— Deine Aufgaben —
1. In welchem Jahr ist das Buch «Die Macht des Charlatans» laut dem Text erschienen?
2. Schreib den Text ab „Ein topaktueller Text“ und weiter bis „Aktualität des Textes.“ noch einmal ab. Setz dabei „Neuauflage“ anstelle von „Neuausgabe“ ein.

— Textabschnitt —
Brasiliens Präsident Jair Bolsonaro (65) spielt Corona als leichte Grippe herunter, die dementsprechend zu behandeln sei; Ex-US-Präsident Donald Trump (74) empfiehlt das Trinken von Desinfektionsmittel gegen das Virus; und Corona-Leugner in der Schweiz ziehen die Wirksamkeit der Impfung in Zweifel. Und jetzt lese ich: «Genau wie der Mensch, so wird auch die Menschheit in den Krankheits- und Schwächeperioden ihrer Geschichte immer wieder zum Opfer von Charlatanen, die sich als Ärzte für die Leiden ihrer Zeit anbieten.»

Ein topaktueller Text zum Meinungsstreit während der Corona-Pandemie? Nein, diese weisen Worte sind über 80 Jahre alt, sind 1937 im Buch «Die Macht des Charlatans» erschienen. Verfasserin ist die 1893 in Wien geborene Margarethe Weissenstein, welche Giulio De Francesco heiratete und schriftstellerisch unter dem Namen Grete De Francesco im Kunst- und Musikbetrieb tätig war. 1945 ermordeten sie die Nazis im KZ Ravensbrück. Nun erscheint ihr wissenschaftliches Standard- und Referenzwerk in einer mustergültigen Neuausgabe und zeigt die ungebrochene Aktualität des Textes.

«Charlatan» kommt vom italienischen «ciarlatano» und meint jemanden, der auf öffentlichen Plätzen Salben oder andere Medizin absetzt, der Zähne zieht und Taschenspielerkünste zeigt. Wider besseres Wissen trachtet er danach, das Falsche als echt feilzubieten und aus der Leichtgläubigkeit der Mitmenschen einen Vorteil zu ziehen. Grete De Francesco schreibt: «Die Macht des Charlatans ist auf Fälschung gegründet: frevelnd nimmt er Wahrheit, Wissen und Wort ihren Echtheitsgehalt.»

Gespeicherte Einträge

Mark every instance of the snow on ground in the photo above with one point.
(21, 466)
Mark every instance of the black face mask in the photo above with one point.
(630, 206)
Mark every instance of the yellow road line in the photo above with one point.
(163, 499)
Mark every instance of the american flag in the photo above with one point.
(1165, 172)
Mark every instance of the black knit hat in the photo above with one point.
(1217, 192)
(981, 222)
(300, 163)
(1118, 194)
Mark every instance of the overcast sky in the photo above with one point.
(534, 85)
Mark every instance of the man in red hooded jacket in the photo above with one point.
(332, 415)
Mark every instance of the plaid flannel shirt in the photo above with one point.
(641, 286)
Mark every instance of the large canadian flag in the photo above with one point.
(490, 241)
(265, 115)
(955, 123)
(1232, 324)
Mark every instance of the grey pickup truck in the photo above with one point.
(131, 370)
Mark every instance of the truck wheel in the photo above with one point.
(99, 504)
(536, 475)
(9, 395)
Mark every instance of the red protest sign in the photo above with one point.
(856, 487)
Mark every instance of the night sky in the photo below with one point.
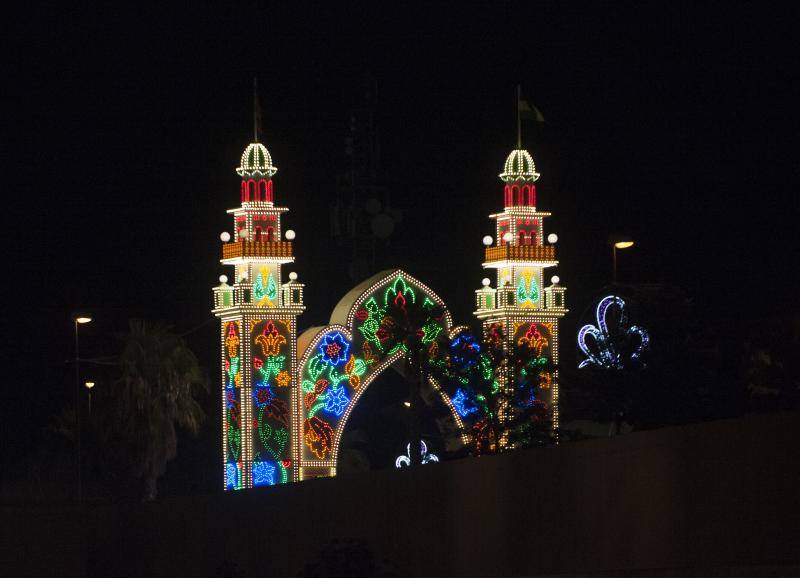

— Antworten nach Nummer —
1. 1937

2.
Ein topaktueller Text zum Meinungsstreit während der Corona-Pandemie? Nein, diese weisen Worte sind über 80 Jahre alt, sind 1937 im Buch «Die Macht des Charlatans» erschienen. Verfasserin ist die 1893 in Wien geborene Margarethe Weissenstein, welche Giulio De Francesco heiratete und schriftstellerisch unter dem Namen Grete De Francesco im Kunst- und Musikbetrieb tätig war. 1945 ermordeten sie die Nazis im KZ Ravensbrück. Nun erscheint ihr wissenschaftliches Standard- und Referenzwerk in einer mustergültigen Neuauflage und zeigt die ungebrochene Aktualität des Textes.